*Письменное задание 1*: В каком году, согласно интервью, впервые вышла книга «Икона и топор»?
*Письменное задание 2*:
Определите, пожалуйста, согласуются ли с интервью утверждения (а), (б) и (в). Для каждого ответьте «да» или «нет» и приведите решающие слова из интервью.
(а) После первой публикации Биллингтон вносил в книгу изменения.
(б) В Америке книга стала очень популярной.
(в) Американские историки одобряли упор автора на религию.

*Страница*:
■ ■ ■ ■
Павел Черноморский: Книга, если я не ошибаюсь, была написана вами больше 30 лет назад, то есть в самый разгар холодной войны. Как отреагировали на нее у вас дома, в Соединенных Штатах, и, соответственно, в России?

Джеймс Биллингтон: "Икона и топор" была впервые опубликована в 1966-м году, и с тех пор я ничего не менял в этой книге. Работу здорово критиковали в официальной российской прессе, писали о "топорной работе мистера Биллингтона", а меня самого называли "профессором исторических инсинуаций". Потом я приезжал в Москву, жил там с августа по январь по линии академического обмена. Вообще же я посещал СССР и Россию несколько раз, люди меня хорошо принимали, а вот пресса официальная, увы, нет. Думаю, что совершенно ясно, что произошло именно так: я ведь сфокусировал внимание на православии и плюс к этому был не очень комплиментарен по отношению к сталинскому наследию. А так люди, ученые, студенты, насколько я помню, очень интересовались тогда этой книгой. В Америке, я могу с уверенностью сказать, книга действительно стала очень популярна. До сих пор многие, при этом необязательно люди науки, активно используют ее текст. Показательно, что в американских политических кругах работу тоже критиковали. Американским историкам не нравился мой упор на религию. Вообще это такая общая черта американской гуманитарной науки. Многие профессора склонны минимизировать роль религии в историческом плане, они часто относятся к вере как к субъекту истории не очень серьезно, что, впрочем, отнюдь не означает, что они не являются религиозными людьми в своей частной жизни.

Павел Черноморский: Вы сказали о том, что для русской истории всегда предельно важно было религиозное самосознание нации. Мне, честно говоря, кажется, что в сегодняшней России разговоры об истинной вере выглядят не очень серьезно, большинство нации - это все-таки атеисты. Может быть, здесь тоже скрывается корень проблемы: нация, появившаяся благодаря религии, теперь ни во что не верит?
■ ■ ■ ■
*Показанные данные*:
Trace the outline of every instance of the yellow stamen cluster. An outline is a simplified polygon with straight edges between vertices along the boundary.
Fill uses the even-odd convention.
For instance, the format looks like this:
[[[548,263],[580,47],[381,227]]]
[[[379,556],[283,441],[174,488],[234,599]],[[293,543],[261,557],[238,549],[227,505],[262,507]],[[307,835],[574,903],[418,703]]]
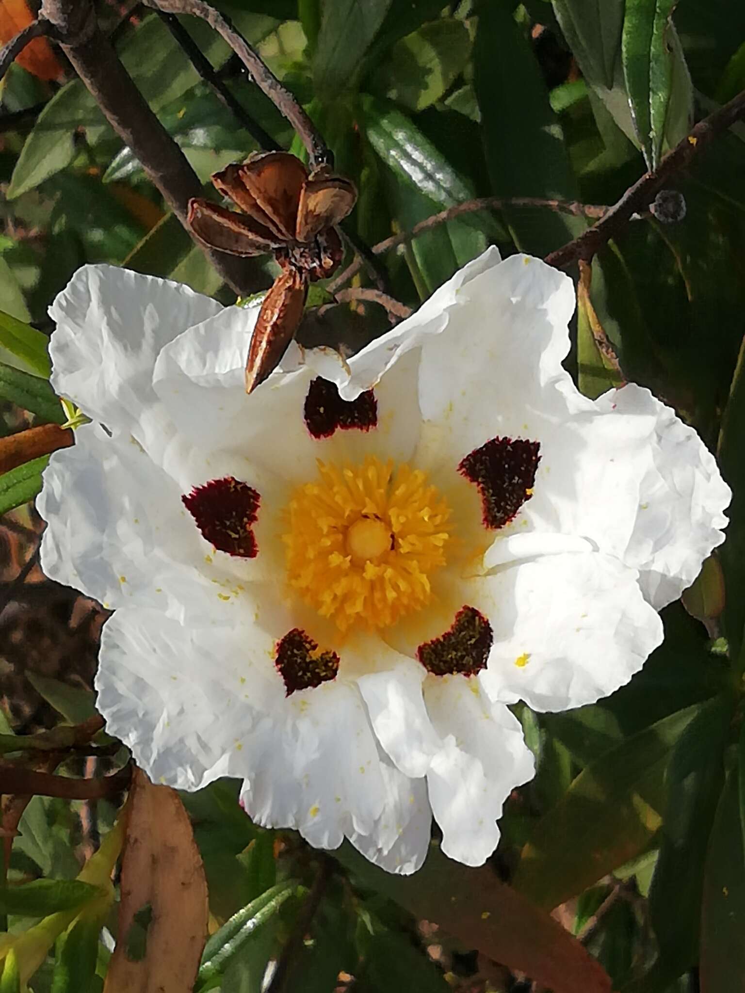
■ ■ ■ ■
*Ответ на задание 1*: В 1966 году.

*Ответ на задание 2*:
(а) Нет: «с тех пор я ничего не менял в этой книге».
(б) Да: «В Америке, я могу с уверенностью сказать, книга действительно стала очень популярна».
(в) Нет: «Американским историкам не нравился мой упор на религию».